» **Work required**:
Print the entire listing. Each line must match the original exactly.

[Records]

BEGIN

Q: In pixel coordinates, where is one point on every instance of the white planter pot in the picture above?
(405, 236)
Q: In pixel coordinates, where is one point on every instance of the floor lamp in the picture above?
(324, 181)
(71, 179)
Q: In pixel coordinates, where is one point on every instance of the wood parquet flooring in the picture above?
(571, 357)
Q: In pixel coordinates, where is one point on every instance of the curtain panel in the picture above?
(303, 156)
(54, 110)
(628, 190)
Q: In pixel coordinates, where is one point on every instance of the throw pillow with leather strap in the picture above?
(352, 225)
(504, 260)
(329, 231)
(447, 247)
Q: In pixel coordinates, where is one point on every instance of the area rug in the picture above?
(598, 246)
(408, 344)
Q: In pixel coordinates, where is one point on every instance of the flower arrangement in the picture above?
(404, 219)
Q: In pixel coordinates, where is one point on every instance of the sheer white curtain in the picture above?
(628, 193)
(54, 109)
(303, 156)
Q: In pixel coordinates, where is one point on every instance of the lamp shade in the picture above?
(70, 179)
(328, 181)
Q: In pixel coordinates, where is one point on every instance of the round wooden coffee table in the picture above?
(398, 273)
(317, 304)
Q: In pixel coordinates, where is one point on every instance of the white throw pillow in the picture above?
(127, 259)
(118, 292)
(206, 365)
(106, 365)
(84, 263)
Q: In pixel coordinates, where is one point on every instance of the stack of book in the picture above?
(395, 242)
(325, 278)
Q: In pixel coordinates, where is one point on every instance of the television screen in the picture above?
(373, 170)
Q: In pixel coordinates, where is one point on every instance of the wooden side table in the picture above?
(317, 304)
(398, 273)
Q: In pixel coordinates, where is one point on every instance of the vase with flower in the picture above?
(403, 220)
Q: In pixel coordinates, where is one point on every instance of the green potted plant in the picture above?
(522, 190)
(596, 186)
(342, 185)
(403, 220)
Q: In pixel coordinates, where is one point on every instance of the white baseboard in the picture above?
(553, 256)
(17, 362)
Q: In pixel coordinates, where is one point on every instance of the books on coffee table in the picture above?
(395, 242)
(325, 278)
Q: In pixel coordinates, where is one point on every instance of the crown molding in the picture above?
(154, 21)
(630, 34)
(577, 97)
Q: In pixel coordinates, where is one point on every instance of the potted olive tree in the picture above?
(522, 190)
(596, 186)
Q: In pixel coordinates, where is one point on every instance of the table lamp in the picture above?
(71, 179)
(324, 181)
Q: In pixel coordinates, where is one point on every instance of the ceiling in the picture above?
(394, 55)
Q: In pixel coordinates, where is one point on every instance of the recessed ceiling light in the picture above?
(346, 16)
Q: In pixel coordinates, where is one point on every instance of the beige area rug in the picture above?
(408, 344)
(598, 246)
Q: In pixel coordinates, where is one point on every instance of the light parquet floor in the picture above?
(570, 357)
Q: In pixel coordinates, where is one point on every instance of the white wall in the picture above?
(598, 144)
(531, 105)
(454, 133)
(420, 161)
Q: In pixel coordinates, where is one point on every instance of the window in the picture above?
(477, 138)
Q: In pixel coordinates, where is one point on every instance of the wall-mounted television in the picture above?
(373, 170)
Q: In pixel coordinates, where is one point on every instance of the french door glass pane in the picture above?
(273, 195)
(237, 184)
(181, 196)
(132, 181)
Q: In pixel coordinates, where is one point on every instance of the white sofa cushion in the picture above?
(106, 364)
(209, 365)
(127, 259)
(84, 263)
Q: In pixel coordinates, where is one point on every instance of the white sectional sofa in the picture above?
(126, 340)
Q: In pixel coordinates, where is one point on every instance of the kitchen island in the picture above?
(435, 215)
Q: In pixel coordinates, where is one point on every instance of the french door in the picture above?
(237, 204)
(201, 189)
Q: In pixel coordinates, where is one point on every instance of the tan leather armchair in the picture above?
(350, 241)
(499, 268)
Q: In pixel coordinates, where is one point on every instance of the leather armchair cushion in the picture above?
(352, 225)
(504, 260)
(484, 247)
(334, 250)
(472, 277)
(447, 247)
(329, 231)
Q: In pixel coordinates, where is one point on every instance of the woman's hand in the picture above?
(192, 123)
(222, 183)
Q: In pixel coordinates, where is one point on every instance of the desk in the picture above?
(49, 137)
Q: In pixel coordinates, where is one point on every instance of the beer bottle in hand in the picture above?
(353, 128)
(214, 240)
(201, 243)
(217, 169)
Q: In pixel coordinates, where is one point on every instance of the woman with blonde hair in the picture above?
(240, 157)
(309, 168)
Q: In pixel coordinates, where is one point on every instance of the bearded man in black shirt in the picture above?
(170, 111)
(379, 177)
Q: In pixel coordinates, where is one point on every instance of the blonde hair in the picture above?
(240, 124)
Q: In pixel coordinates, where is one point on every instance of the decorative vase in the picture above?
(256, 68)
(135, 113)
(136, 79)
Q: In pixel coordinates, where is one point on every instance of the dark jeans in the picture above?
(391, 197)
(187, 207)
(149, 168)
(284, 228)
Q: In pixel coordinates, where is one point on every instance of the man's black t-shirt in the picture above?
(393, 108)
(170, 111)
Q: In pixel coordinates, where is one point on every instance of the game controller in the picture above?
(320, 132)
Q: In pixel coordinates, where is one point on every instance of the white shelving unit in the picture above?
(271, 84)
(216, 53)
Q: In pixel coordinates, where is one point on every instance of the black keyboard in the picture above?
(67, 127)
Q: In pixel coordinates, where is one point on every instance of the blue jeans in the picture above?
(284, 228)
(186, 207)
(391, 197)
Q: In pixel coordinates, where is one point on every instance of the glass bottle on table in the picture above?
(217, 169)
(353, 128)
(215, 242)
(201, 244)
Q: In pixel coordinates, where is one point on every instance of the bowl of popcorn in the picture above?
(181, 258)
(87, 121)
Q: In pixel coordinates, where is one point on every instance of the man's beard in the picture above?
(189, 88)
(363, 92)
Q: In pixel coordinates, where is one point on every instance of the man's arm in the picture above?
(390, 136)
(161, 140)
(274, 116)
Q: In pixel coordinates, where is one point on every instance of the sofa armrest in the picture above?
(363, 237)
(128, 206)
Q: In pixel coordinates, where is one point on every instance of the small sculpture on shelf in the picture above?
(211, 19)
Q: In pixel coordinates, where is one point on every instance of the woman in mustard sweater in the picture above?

END

» **Task answer**:
Q: In pixel coordinates, where is one point on every instance of the white planter pot in the picture above?
(405, 236)
Q: In pixel coordinates, where is one point on every instance of the floor lamp in the picture above?
(324, 181)
(71, 179)
Q: In pixel coordinates, where is one point on every instance of the wood parquet flooring in the picture above?
(571, 357)
Q: In pixel coordinates, where is one point on every instance of the curtain panel in the picture above?
(303, 156)
(54, 110)
(628, 190)
Q: In pixel coordinates, where is one point on every instance of the throw pillow with leather strap in the picture above?
(352, 225)
(504, 260)
(329, 231)
(447, 247)
Q: In pixel coordinates, where is one point on every instance of the area rug in the picture above?
(598, 246)
(408, 344)
Q: In pixel coordinates, where is one point on every instance of the flower arrangement in the picture above?
(404, 219)
Q: In pixel coordinates, where is one point on every instance of the sheer white curtain in the picture above?
(628, 193)
(54, 109)
(303, 156)
Q: In pixel coordinates, where is one point on every instance of the lamp shade in the picture above?
(70, 179)
(328, 181)
Q: In pixel coordinates, where is one point on every instance of the round wooden coffee table in the picture above?
(398, 273)
(317, 304)
Q: In pixel coordinates, where is one point on every instance of the white throw pillow in the picture above?
(127, 259)
(118, 292)
(206, 365)
(106, 365)
(84, 263)
Q: In pixel coordinates, where is one point on every instance of the stack of book in the picture above?
(395, 242)
(325, 278)
Q: In pixel coordinates, where is one point on every instance of the television screen in the picture above?
(373, 170)
Q: In pixel coordinates, where is one point on every instance of the wooden side table in the picture above?
(317, 304)
(398, 273)
Q: In pixel coordinates, where is one point on every instance of the vase with flower in the picture above?
(403, 220)
Q: In pixel coordinates, where is one point on every instance of the green potted plant in the picture above?
(522, 190)
(596, 186)
(342, 185)
(403, 220)
Q: In pixel coordinates, where is one point on every instance of the white baseboard in the picture above?
(553, 256)
(17, 362)
Q: In pixel coordinates, where is one point on every instance of the books on coffee table in the picture above?
(395, 242)
(325, 278)
Q: In pixel coordinates, where is one point on every instance of the crown molding in the picture above?
(154, 21)
(630, 34)
(577, 97)
Q: In pixel coordinates, where is one point on every instance of the potted olive tree in the picture above?
(522, 190)
(596, 186)
Q: In pixel coordinates, where is one point on every instance of the table lamp in the picture above?
(71, 179)
(324, 181)
Q: In pixel coordinates, where is one point on every instance of the ceiling in the picture above?
(394, 55)
Q: In pixel coordinates, where is one point on every instance of the recessed ceiling light in the picture above?
(346, 16)
Q: In pixel coordinates, where is one point on every instance of the beige area rug in the picture above?
(408, 344)
(598, 246)
Q: In pixel coordinates, where is one point on every instance of the light parquet floor in the picture above?
(570, 357)
Q: In pixel coordinates, where is one point on every instance of the white wall in the picture above?
(598, 144)
(531, 105)
(454, 133)
(420, 161)
Q: In pixel coordinates, where is one point on every instance of the window in the picture above?
(477, 138)
Q: In pixel coordinates, where is one point on every instance of the wall-mounted television in the picture above?
(373, 170)
Q: In pixel coordinates, where is one point on every instance of the french door glass pane in the picture above?
(273, 195)
(237, 184)
(181, 196)
(132, 181)
Q: In pixel coordinates, where is one point on every instance of the white sofa cushion in the picture above?
(106, 364)
(209, 365)
(127, 259)
(84, 263)
Q: In pixel coordinates, where is one point on every instance of the white sectional sofa in the picture above?
(126, 340)
Q: In pixel coordinates, where is one point on every instance of the kitchen island in the picture above?
(435, 215)
Q: In pixel coordinates, where is one point on every instance of the french door in the picture above?
(237, 204)
(201, 189)
Q: In pixel coordinates, where is one point on every instance of the tan leather armchair in the picture above?
(350, 241)
(499, 268)
Q: In pixel coordinates, where is one point on every instance of the leather armchair cushion in the picture above?
(352, 225)
(504, 260)
(484, 247)
(334, 250)
(472, 277)
(447, 247)
(329, 231)
Q: In pixel coordinates, where is one point on every instance of the woman's hand in the picture above?
(192, 123)
(222, 183)
Q: In pixel coordinates, where is one point on every instance of the desk in the picture above?
(49, 137)
Q: In pixel coordinates, where is one point on every instance of the beer bottle in hand in the picture above?
(353, 128)
(214, 240)
(201, 243)
(217, 169)
Q: In pixel coordinates, where is one point on every instance of the woman with blonde hair in the picture above?
(240, 157)
(309, 168)
Q: In pixel coordinates, where is one point on every instance of the bearded man in black shirt in the picture above?
(170, 111)
(379, 177)
Q: In pixel coordinates, where is one point on every instance of the blonde hair in the picture above?
(240, 124)
Q: In pixel coordinates, where is one point on every instance of the decorative vase in the picture above?
(256, 68)
(135, 113)
(136, 79)
Q: In pixel coordinates, where is one point on every instance of the dark jeans in the picture above?
(391, 197)
(187, 207)
(149, 168)
(284, 228)
Q: In pixel coordinates, where is one point on every instance of the man's black t-shirt in the picture above?
(393, 108)
(170, 111)
Q: In pixel coordinates, where is one point on every instance of the game controller in the picture above?
(320, 132)
Q: In pixel coordinates, where is one point on every instance of the white shelving unit in the picture above?
(271, 84)
(216, 53)
Q: In pixel coordinates, where is one point on every instance of the black keyboard in the picture above?
(67, 127)
Q: In pixel coordinates, where is one point on every instance of the blue jeans in the picture above?
(284, 228)
(186, 207)
(391, 197)
Q: In pixel coordinates, where is one point on every instance of the glass bottle on table in the picture above?
(217, 169)
(353, 128)
(215, 242)
(201, 244)
Q: In pixel coordinates, where is one point on every instance of the bowl of popcorn in the picture above?
(181, 258)
(87, 121)
Q: In pixel coordinates, where is one point on every instance of the man's beard in the picture above?
(189, 88)
(363, 92)
Q: In pixel coordinates, where is one point on every instance of the man's arm in the picture above?
(390, 136)
(161, 140)
(274, 116)
Q: In pixel coordinates, where is one point on every instance of the sofa armrest in the picture above?
(363, 237)
(128, 206)
Q: In pixel coordinates, where is one point on every instance of the small sculpture on shelf in the picture above?
(211, 19)
Q: In pixel coordinates, where is one point on every instance of the woman in mustard sweater in the picture above?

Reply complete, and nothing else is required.